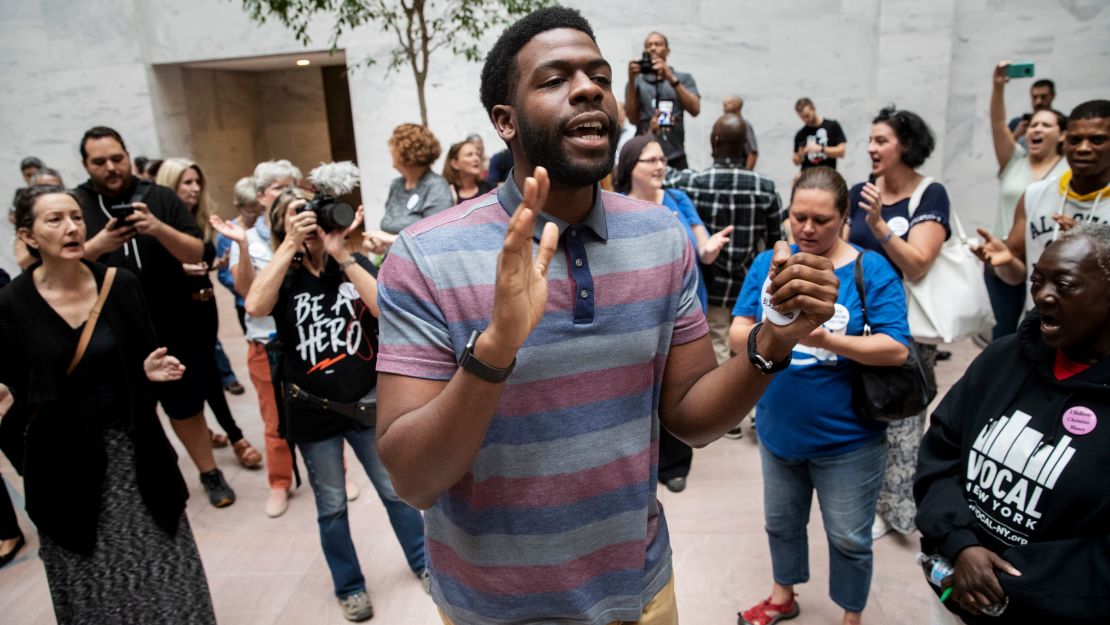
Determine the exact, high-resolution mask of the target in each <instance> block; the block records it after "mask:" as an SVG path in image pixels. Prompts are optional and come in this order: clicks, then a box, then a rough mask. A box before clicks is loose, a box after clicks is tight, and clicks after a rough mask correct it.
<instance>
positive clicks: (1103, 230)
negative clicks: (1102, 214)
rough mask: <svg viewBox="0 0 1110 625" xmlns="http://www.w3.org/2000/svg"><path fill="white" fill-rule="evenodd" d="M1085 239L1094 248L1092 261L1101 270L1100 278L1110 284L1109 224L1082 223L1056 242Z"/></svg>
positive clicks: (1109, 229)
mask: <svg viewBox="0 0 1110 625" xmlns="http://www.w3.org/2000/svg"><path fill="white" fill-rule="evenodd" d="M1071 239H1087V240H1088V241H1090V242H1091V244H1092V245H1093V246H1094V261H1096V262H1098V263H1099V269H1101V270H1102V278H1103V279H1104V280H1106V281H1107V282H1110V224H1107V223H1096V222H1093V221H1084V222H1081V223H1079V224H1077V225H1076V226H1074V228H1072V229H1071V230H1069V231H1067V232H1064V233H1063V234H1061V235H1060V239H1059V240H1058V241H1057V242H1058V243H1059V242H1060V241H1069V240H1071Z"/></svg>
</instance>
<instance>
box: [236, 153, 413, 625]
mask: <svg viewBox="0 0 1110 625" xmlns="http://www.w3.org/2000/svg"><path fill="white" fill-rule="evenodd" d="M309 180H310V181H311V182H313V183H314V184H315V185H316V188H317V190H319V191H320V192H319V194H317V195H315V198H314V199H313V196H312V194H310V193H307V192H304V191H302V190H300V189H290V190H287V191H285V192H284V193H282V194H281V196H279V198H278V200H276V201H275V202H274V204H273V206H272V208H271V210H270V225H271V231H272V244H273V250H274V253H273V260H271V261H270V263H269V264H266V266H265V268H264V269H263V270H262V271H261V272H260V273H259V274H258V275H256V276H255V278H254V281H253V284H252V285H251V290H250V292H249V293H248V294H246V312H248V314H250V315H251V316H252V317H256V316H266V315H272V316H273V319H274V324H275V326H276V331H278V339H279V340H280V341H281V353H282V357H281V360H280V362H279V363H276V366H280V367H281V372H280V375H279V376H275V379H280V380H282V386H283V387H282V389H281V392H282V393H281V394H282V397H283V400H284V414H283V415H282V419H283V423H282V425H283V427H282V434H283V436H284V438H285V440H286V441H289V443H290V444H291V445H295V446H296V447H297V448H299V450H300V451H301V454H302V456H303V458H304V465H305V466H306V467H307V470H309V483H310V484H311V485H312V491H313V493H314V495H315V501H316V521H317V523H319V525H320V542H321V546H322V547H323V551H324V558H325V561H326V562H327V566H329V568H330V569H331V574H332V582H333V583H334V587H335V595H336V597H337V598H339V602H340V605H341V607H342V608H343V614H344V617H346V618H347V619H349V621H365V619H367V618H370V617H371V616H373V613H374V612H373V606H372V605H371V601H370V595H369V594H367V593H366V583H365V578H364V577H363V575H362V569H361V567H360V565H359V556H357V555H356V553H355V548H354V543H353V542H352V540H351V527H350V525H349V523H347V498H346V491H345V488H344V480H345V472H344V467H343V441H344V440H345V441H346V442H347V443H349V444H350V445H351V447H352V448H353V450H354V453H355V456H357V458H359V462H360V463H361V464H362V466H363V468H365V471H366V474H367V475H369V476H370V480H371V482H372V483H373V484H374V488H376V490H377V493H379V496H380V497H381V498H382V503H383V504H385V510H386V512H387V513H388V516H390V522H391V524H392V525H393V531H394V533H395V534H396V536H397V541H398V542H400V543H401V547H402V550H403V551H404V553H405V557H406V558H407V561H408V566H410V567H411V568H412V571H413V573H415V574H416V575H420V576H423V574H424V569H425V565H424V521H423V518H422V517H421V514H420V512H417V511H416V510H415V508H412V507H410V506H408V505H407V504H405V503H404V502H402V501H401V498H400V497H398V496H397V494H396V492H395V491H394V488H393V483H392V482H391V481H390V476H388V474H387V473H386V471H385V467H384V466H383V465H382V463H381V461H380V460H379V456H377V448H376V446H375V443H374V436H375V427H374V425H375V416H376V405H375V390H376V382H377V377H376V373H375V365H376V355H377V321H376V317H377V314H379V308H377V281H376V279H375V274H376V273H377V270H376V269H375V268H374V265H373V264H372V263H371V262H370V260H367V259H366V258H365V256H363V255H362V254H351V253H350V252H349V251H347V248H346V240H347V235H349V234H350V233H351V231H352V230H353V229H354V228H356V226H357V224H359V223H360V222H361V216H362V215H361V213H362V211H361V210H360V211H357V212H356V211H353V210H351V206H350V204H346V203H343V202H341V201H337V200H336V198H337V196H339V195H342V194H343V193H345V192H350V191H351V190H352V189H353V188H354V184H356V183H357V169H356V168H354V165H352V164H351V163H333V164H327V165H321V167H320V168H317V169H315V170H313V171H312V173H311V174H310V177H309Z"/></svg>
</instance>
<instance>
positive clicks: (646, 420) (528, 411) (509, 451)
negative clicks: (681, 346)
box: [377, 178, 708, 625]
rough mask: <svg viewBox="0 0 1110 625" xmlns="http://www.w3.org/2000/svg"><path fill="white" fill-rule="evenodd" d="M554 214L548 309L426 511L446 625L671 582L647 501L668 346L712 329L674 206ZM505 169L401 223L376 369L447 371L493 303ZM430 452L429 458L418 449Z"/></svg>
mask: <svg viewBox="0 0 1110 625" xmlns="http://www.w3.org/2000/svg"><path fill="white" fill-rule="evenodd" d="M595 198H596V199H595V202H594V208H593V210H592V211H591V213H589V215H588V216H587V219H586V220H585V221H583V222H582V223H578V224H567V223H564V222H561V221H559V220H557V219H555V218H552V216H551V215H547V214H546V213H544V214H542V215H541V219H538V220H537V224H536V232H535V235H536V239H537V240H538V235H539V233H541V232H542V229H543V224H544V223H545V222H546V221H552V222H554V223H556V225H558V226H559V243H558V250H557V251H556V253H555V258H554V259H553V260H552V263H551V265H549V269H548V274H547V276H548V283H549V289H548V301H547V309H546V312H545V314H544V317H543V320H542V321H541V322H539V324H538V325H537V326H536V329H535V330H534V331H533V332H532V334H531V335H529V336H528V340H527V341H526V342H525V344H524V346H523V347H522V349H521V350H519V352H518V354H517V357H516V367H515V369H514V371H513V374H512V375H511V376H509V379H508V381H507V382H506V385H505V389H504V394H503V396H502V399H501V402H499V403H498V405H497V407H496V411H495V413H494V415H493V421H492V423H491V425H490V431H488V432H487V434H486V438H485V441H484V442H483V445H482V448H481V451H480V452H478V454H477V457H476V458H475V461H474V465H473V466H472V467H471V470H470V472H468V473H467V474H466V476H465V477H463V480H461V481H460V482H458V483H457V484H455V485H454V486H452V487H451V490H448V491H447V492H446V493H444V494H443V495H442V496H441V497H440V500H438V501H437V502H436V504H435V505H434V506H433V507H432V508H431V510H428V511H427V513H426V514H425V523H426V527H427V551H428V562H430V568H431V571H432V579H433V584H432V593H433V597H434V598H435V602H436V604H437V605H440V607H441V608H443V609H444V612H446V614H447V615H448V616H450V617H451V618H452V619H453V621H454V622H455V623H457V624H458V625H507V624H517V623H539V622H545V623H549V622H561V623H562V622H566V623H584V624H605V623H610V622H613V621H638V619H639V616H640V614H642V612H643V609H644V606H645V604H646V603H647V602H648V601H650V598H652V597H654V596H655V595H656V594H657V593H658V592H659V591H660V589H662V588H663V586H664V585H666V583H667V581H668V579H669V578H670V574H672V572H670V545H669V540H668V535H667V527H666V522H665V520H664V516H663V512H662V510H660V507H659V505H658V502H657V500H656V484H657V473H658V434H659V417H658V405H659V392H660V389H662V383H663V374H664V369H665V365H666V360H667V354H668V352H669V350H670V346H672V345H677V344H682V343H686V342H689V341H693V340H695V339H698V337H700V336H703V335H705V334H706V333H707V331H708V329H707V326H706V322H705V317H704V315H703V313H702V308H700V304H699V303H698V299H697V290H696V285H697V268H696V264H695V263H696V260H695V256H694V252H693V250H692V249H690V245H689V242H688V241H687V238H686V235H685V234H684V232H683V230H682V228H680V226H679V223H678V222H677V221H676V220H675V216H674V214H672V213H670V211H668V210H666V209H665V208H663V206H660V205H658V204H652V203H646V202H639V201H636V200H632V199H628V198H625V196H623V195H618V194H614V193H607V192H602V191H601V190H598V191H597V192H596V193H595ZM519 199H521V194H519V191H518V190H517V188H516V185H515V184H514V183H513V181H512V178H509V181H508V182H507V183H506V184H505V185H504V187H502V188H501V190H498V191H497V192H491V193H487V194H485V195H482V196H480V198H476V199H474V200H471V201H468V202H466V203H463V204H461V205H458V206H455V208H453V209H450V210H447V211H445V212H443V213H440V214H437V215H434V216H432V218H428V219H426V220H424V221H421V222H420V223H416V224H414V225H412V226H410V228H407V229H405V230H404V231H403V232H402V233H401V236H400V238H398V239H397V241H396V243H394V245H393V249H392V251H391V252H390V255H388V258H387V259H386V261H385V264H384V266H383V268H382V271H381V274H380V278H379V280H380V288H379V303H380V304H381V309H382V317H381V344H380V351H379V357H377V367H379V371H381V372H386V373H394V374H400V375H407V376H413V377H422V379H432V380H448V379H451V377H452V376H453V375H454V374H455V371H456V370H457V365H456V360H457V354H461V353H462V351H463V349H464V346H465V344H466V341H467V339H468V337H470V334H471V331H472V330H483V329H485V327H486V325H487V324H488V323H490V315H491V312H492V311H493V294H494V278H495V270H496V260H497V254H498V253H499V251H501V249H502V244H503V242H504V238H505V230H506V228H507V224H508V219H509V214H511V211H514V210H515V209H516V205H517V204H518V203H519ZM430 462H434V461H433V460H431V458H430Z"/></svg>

+ + + + +

=== Exercise prompt ===
Among the records, find every line with the word "negative" and copy it.

=== Response area ===
negative clicks: (1102, 214)
negative clicks: (681, 346)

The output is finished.